**DOCUMENT SEGMENT:**
==================================================
The Bulletin Board Exchange

The NASD, acting through its subsidiary, The Nasdaq Stock Market, Inc. ("Nasdaq"), recently filed a proposal with the Securities and Exchange Commission to transform the OTC Bulletin Board Service ("OTCBB") from a dealer-driven quotation service into a marketplace of listed stocks called the Bulletin Board Exchange ("BBX").  Nasdaq’s goal in creating the BBX is to improve the capital markets for smaller companies, with the goal that the BBX will increase liquidity and gain recognition for these smaller companies.

The OTCBB is scheduled to be replaced with the BBX in the second quarter of 2003.  While the BBX is scheduled to launch at that time, given the recent overhaul of federal securities laws, including the enactment of Sarbanes-Oxley Act, the ultimate implementation of the BBX is undecided as Nasdaq is awaiting approval by the Securities and Exchange Commission.  Once the listing standards are approved by the Securities and Exchange Commission the BBX will begin accepting applications.

It is anticipated that Nasdaq will continue to operate the OTCBB for six months after the launch of the BBX.  Once a company becomes listed for trading on the BBX it will no longer trade on the OTCBB.  Companies listed on the OTCBB which do not become listed on the BBX or any other listed market will remain on the OTCBB for the six month time period.  At the end of six months, these companies must seek listing on another trading market.

To become listed for trading on the BBX a company must submit a listing application. The BBX would impose public interest standards identical to those utilized for the Nasdaq Small Cap Market and Nasdaq National Market.  These rules would give the BBX discretionary authority over the acceptance of a listing application, and whether to delist a company from the BBX.  These standards would include, but not be limited to a review of the SEC filing history of a company, and a review of the officers, directors and major shareholders of a company for regulatory issues.  Once an application is accepted by the BBX companies will request a new symbol for their new BBX security, which will be “XB” followed by three letters chosen by the company.  Companies listed on the BBX will be required to pay both initial and annual listing fees to maintain listing on the BBX. 

The BBX has proposed corporate governance requirements, but not financial requirements or minimum share price standards.

The corporate governance standards include:

  • Companies must be current in SEC filings.

  • Companies must distribute annual reports to its shareholders.

  • Companies must conduct shareholder meetings on an annual basis.

  • The Board of Directors must be contain at least one independent director.

  • Companies must maintain an audit committee and an audit charter.
==================================================
**LISTED RECORDS:**
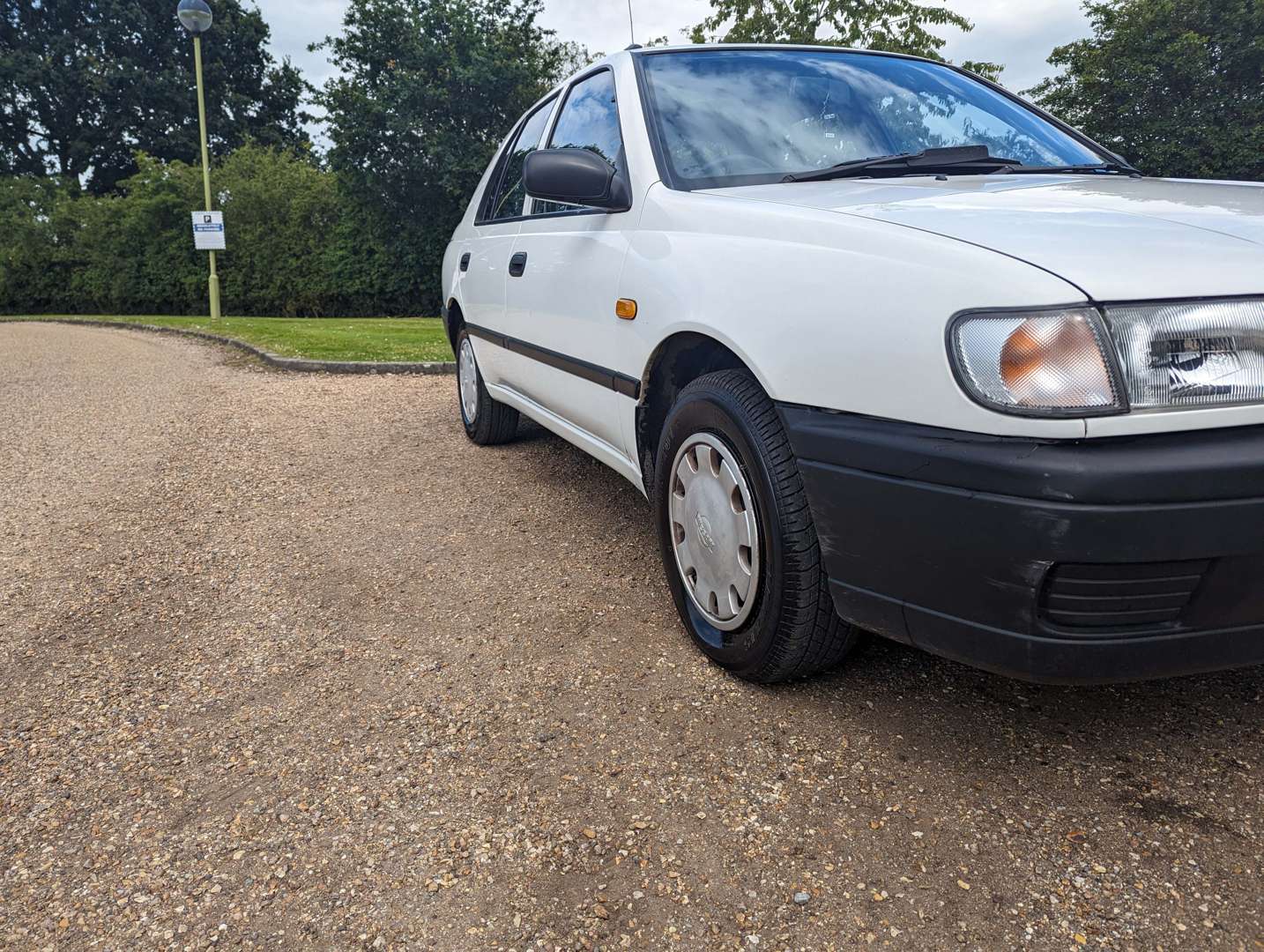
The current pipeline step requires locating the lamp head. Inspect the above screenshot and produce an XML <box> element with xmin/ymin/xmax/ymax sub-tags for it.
<box><xmin>175</xmin><ymin>0</ymin><xmax>213</xmax><ymax>37</ymax></box>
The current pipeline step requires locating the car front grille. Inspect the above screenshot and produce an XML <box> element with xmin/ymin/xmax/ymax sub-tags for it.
<box><xmin>1040</xmin><ymin>559</ymin><xmax>1211</xmax><ymax>634</ymax></box>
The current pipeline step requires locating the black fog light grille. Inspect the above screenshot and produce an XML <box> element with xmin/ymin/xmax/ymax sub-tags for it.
<box><xmin>1040</xmin><ymin>559</ymin><xmax>1211</xmax><ymax>631</ymax></box>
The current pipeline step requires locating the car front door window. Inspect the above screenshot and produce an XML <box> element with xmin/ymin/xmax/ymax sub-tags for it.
<box><xmin>487</xmin><ymin>100</ymin><xmax>553</xmax><ymax>221</ymax></box>
<box><xmin>532</xmin><ymin>70</ymin><xmax>623</xmax><ymax>215</ymax></box>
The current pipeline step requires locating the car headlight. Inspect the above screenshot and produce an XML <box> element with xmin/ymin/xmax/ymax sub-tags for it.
<box><xmin>1106</xmin><ymin>298</ymin><xmax>1264</xmax><ymax>410</ymax></box>
<box><xmin>949</xmin><ymin>298</ymin><xmax>1264</xmax><ymax>416</ymax></box>
<box><xmin>949</xmin><ymin>308</ymin><xmax>1127</xmax><ymax>416</ymax></box>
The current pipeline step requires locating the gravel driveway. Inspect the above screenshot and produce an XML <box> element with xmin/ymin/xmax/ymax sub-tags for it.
<box><xmin>0</xmin><ymin>325</ymin><xmax>1264</xmax><ymax>952</ymax></box>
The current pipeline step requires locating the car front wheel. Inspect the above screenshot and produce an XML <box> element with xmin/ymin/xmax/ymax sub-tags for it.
<box><xmin>457</xmin><ymin>327</ymin><xmax>518</xmax><ymax>446</ymax></box>
<box><xmin>653</xmin><ymin>370</ymin><xmax>859</xmax><ymax>683</ymax></box>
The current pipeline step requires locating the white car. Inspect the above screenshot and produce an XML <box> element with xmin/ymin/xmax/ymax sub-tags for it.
<box><xmin>442</xmin><ymin>46</ymin><xmax>1264</xmax><ymax>683</ymax></box>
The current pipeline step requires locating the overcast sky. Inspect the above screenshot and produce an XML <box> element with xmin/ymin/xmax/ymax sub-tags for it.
<box><xmin>257</xmin><ymin>0</ymin><xmax>1089</xmax><ymax>135</ymax></box>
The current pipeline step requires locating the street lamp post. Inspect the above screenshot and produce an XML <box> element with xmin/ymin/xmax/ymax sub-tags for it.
<box><xmin>175</xmin><ymin>0</ymin><xmax>220</xmax><ymax>321</ymax></box>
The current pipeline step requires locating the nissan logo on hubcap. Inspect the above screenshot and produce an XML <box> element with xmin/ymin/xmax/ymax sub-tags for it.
<box><xmin>698</xmin><ymin>512</ymin><xmax>716</xmax><ymax>553</ymax></box>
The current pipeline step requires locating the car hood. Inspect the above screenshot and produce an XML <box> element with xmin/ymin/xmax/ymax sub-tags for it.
<box><xmin>711</xmin><ymin>175</ymin><xmax>1264</xmax><ymax>301</ymax></box>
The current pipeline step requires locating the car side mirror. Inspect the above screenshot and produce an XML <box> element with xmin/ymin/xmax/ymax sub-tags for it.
<box><xmin>522</xmin><ymin>149</ymin><xmax>632</xmax><ymax>212</ymax></box>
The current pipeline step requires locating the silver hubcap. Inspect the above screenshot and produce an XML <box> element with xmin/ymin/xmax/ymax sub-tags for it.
<box><xmin>669</xmin><ymin>434</ymin><xmax>760</xmax><ymax>631</ymax></box>
<box><xmin>457</xmin><ymin>338</ymin><xmax>478</xmax><ymax>423</ymax></box>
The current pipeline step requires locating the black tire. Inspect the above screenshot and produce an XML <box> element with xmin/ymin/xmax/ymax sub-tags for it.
<box><xmin>653</xmin><ymin>370</ymin><xmax>859</xmax><ymax>684</ymax></box>
<box><xmin>457</xmin><ymin>327</ymin><xmax>518</xmax><ymax>446</ymax></box>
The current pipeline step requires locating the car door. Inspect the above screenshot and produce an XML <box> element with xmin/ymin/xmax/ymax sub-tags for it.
<box><xmin>493</xmin><ymin>67</ymin><xmax>636</xmax><ymax>459</ymax></box>
<box><xmin>460</xmin><ymin>96</ymin><xmax>557</xmax><ymax>384</ymax></box>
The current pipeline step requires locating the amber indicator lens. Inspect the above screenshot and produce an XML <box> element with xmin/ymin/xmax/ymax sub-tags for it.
<box><xmin>955</xmin><ymin>309</ymin><xmax>1121</xmax><ymax>413</ymax></box>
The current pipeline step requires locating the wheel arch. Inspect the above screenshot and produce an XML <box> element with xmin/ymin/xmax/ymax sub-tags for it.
<box><xmin>636</xmin><ymin>330</ymin><xmax>762</xmax><ymax>490</ymax></box>
<box><xmin>443</xmin><ymin>297</ymin><xmax>465</xmax><ymax>354</ymax></box>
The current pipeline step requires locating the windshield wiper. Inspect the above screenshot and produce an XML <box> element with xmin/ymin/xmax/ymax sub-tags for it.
<box><xmin>1004</xmin><ymin>162</ymin><xmax>1142</xmax><ymax>178</ymax></box>
<box><xmin>781</xmin><ymin>145</ymin><xmax>1022</xmax><ymax>182</ymax></box>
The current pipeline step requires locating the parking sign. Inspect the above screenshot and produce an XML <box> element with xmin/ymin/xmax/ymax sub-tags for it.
<box><xmin>193</xmin><ymin>212</ymin><xmax>227</xmax><ymax>251</ymax></box>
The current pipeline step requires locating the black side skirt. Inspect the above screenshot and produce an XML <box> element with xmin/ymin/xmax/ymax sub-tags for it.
==================================================
**EXERCISE TASK 1:**
Answer these questions from the Bulletin Board Exchange article:
(a) In what period is the OTCBB scheduled to be replaced by the BBX?
(b) For how long after the BBX launches is Nasdaq expected to keep operating the OTCBB?
(c) What will the symbol for a company's new BBX security consist of?
**EXERCISE TASK 2:**
Write out the Bulletin Board Exchange article again, starting at "The corporate governance" and ending after "to its shareholders.", and swap "annual reports" for "yearly reports".
**EXERCISE TASK 3:**
What are all the corporate governance standards the Bulletin Board Exchange article lists?
The records are not needed for anything here.

**EXERCISE OUTPUT 1:**
(a) The second quarter of 2003.
(b) Six months.
(c) "XB" followed by three letters chosen by the company.

**EXERCISE OUTPUT 2:**
The corporate governance standards include:

  • Companies must be current in SEC filings.

  • Companies must distribute yearly reports to its shareholders.

**EXERCISE OUTPUT 3:**
- Companies must be current in SEC filings.
- Companies must distribute annual reports to their shareholders.
- Companies must conduct shareholder meetings on an annual basis.
- The Board of Directors must contain at least one independent director.
- Companies must maintain an audit committee and an audit charter.